# Problem statement:
Reproduce the court opinion header below word for word, in full.

# Extract:
>>>

In re B.H.H.

[Cite as In re B.H.H., 2017-Ohio-8359.]



                                    IN THE COURT OF APPEALS

                           TWELFTH APPELLATE DISTRICT OF OHIO

                                          CLERMONT COUNTY




IN THE MATTER OF: B.H.H.                         :
                                                       CASE NO. CA2016-10-069
                                                 :
                                                              OPINION
                                                 :            10/30/2017

                                                 :



           APPEAL FROM CLERMONT COUNTY COURT OF COMMON PLEAS
                            JUVENILE DIVISION
                           Case No. 2013 JH 20595



Susan Zeller Dunn, 10921 Reed Hartman Way, Suite 111, Cincinnati, Ohio 45242, for
appellant

Jeffrey Hale, 101 North Riverside Drive, Batavia, Ohio 45103, for appellee



        M. POWELL, J.

<<<

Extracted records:
>>>

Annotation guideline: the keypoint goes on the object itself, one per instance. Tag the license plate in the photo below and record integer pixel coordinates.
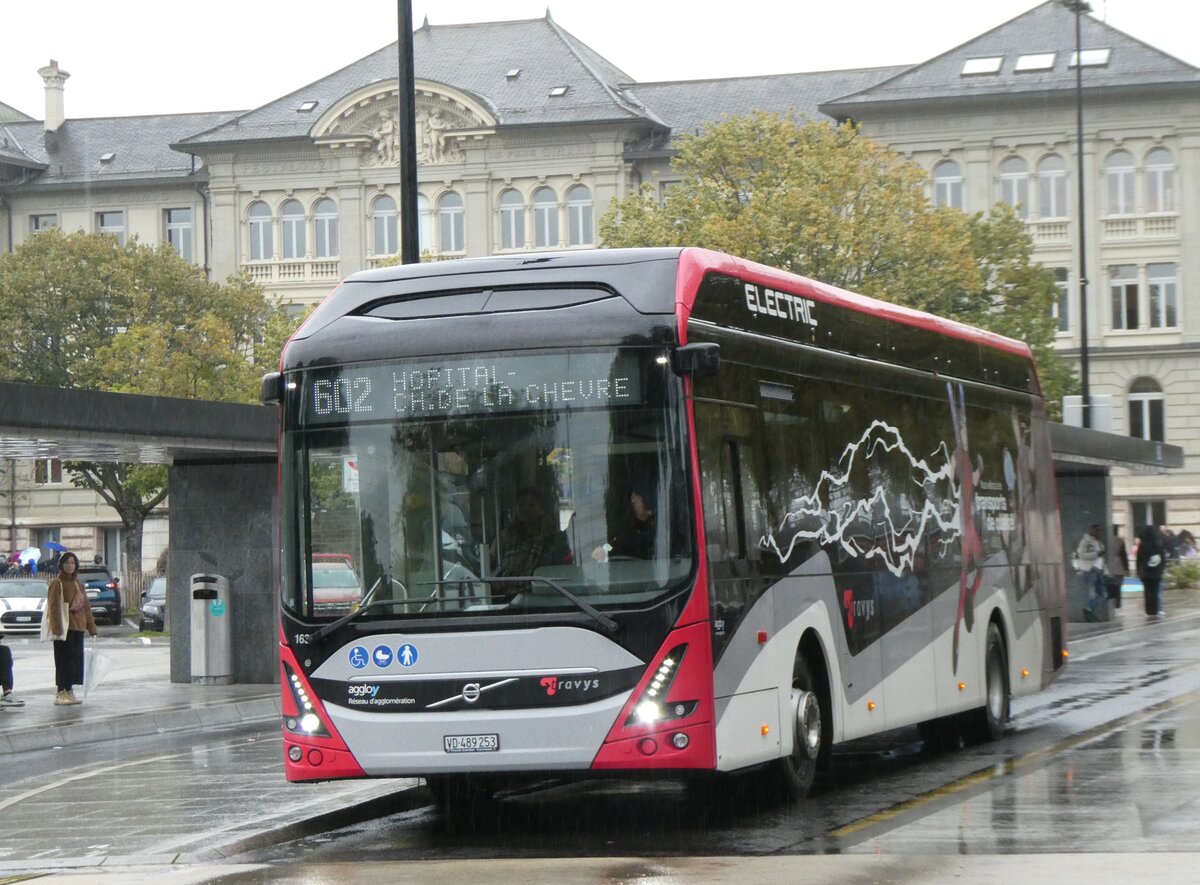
(472, 742)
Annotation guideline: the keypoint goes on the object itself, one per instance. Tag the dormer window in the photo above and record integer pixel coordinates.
(1035, 61)
(972, 67)
(1091, 58)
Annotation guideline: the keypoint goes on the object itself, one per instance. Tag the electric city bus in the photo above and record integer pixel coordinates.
(651, 510)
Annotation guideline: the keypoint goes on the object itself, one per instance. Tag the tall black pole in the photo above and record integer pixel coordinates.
(1080, 7)
(409, 233)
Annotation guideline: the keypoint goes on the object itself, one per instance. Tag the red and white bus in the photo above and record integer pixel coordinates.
(655, 510)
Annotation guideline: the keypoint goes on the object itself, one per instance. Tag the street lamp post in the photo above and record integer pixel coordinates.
(1079, 7)
(409, 234)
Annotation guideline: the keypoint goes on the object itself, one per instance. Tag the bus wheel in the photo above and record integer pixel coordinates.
(811, 728)
(988, 723)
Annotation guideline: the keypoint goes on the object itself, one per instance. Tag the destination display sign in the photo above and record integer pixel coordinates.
(462, 386)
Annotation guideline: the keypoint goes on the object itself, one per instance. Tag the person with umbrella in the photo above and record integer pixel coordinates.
(51, 564)
(28, 559)
(67, 598)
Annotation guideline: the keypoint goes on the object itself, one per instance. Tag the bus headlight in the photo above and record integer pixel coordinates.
(307, 721)
(653, 705)
(648, 711)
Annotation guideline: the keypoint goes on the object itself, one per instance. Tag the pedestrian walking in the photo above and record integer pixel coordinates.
(1151, 563)
(1090, 561)
(67, 598)
(6, 697)
(1117, 564)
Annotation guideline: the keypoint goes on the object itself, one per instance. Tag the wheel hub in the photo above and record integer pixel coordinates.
(808, 723)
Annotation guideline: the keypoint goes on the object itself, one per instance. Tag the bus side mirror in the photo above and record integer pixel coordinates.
(696, 360)
(273, 389)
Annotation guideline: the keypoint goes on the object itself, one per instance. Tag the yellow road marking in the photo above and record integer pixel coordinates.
(1011, 766)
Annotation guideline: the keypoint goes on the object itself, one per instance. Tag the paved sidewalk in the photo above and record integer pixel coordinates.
(82, 792)
(133, 697)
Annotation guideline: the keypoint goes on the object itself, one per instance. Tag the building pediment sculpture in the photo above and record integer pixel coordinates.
(371, 124)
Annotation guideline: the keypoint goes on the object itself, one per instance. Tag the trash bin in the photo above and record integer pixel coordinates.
(211, 631)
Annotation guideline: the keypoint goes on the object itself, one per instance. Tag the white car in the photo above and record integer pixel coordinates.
(22, 601)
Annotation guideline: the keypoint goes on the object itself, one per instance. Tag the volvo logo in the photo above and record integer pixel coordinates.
(471, 693)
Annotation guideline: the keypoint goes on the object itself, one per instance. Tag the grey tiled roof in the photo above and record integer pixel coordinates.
(685, 106)
(10, 114)
(1049, 28)
(11, 152)
(472, 58)
(141, 148)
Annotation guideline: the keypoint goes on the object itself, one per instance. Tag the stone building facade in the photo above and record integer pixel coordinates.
(526, 136)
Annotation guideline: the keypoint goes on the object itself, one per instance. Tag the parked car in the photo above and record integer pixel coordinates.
(103, 591)
(335, 585)
(22, 601)
(154, 606)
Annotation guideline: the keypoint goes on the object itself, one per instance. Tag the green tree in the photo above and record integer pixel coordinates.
(133, 319)
(829, 204)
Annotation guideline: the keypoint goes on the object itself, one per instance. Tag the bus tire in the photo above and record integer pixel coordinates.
(988, 722)
(811, 732)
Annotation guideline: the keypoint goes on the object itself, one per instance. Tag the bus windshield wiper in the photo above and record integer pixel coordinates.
(599, 616)
(322, 632)
(595, 614)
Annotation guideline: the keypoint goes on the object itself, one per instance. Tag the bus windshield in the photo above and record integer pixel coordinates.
(433, 488)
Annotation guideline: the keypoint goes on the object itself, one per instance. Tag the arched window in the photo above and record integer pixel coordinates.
(383, 227)
(1014, 185)
(1053, 187)
(948, 185)
(450, 222)
(545, 217)
(511, 220)
(424, 223)
(324, 216)
(292, 216)
(580, 230)
(1159, 181)
(262, 242)
(1119, 173)
(1146, 417)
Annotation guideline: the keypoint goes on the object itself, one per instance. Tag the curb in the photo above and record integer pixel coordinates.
(395, 801)
(180, 717)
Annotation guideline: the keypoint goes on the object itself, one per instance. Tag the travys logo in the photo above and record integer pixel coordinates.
(855, 608)
(553, 685)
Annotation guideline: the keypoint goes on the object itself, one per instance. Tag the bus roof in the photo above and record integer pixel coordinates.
(696, 263)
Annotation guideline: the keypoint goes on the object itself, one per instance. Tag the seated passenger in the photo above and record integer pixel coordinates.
(636, 536)
(532, 539)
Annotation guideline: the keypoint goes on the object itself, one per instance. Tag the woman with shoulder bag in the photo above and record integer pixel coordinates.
(70, 616)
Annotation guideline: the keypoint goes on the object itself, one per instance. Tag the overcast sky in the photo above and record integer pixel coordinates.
(150, 56)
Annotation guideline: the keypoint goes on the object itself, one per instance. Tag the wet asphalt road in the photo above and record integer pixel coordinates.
(1098, 776)
(1105, 762)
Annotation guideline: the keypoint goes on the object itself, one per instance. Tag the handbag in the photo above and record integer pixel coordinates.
(65, 618)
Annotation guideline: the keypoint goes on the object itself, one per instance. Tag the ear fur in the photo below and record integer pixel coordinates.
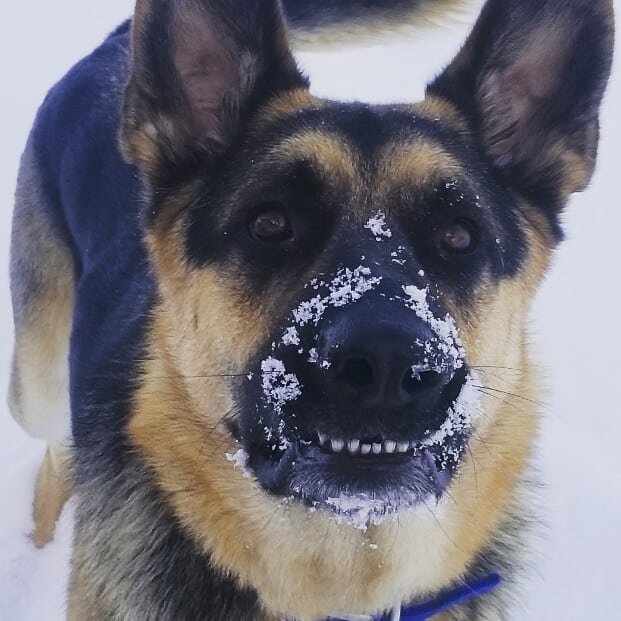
(530, 78)
(200, 67)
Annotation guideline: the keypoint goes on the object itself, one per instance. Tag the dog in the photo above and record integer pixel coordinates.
(277, 344)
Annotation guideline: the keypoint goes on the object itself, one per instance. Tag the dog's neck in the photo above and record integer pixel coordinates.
(427, 609)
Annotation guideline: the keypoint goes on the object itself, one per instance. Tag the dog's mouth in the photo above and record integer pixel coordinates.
(364, 477)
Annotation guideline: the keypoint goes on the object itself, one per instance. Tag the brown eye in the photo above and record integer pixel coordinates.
(271, 224)
(458, 238)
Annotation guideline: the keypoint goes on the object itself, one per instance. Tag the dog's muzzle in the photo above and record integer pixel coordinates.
(363, 406)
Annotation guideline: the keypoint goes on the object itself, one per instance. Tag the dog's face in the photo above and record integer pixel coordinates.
(344, 290)
(360, 240)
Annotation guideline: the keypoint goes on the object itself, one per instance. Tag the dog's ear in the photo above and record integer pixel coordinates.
(199, 69)
(530, 78)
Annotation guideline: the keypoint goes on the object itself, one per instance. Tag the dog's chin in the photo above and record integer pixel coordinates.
(367, 480)
(364, 489)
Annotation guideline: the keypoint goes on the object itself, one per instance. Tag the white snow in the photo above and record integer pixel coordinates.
(377, 225)
(239, 459)
(447, 341)
(576, 570)
(278, 385)
(346, 286)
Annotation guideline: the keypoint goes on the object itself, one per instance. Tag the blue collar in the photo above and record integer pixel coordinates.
(458, 595)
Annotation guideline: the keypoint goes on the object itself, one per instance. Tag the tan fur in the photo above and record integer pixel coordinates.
(52, 491)
(177, 427)
(43, 293)
(424, 16)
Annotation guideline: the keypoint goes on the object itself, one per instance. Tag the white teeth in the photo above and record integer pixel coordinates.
(390, 446)
(337, 445)
(402, 447)
(353, 446)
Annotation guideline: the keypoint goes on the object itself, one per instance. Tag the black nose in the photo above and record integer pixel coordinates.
(375, 363)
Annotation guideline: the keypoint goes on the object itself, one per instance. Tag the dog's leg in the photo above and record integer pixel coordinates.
(51, 492)
(42, 287)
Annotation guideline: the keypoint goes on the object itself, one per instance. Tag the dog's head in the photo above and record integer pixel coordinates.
(344, 288)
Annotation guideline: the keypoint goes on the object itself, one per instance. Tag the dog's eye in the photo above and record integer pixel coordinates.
(458, 238)
(271, 224)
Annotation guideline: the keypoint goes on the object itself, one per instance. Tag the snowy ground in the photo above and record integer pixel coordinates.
(574, 325)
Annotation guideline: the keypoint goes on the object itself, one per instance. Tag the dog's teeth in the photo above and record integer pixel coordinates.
(390, 446)
(337, 445)
(353, 446)
(402, 447)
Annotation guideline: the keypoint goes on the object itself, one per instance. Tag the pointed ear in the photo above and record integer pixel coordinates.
(530, 79)
(200, 68)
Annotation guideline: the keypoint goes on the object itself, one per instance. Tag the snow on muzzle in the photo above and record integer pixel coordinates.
(365, 367)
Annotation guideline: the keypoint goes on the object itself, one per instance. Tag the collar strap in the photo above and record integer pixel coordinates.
(426, 610)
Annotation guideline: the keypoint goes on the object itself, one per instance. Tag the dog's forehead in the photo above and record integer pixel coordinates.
(387, 145)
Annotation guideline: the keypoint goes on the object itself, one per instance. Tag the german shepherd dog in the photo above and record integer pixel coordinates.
(290, 332)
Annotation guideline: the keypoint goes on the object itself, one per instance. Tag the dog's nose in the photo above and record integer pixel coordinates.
(381, 363)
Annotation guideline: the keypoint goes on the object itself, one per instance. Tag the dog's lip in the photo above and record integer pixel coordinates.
(316, 477)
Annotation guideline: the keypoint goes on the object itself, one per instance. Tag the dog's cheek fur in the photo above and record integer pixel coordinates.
(177, 427)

<<<

# Solution for this exercise:
In re B.H.H.

[Cite as In re B.H.H., 2017-Ohio-8359.]



                                    IN THE COURT OF APPEALS

                           TWELFTH APPELLATE DISTRICT OF OHIO

                                          CLERMONT COUNTY




IN THE MATTER OF: B.H.H.                         :
                                                       CASE NO. CA2016-10-069
                                                 :
                                                              OPINION
                                                 :            10/30/2017

                                                 :



           APPEAL FROM CLERMONT COUNTY COURT OF COMMON PLEAS
                            JUVENILE DIVISION
                           Case No. 2013 JH 20595



Susan Zeller Dunn, 10921 Reed Hartman Way, Suite 111, Cincinnati, Ohio 45242, for
appellant

Jeffrey Hale, 101 North Riverside Drive, Batavia, Ohio 45103, for appellee



        M. POWELL, J.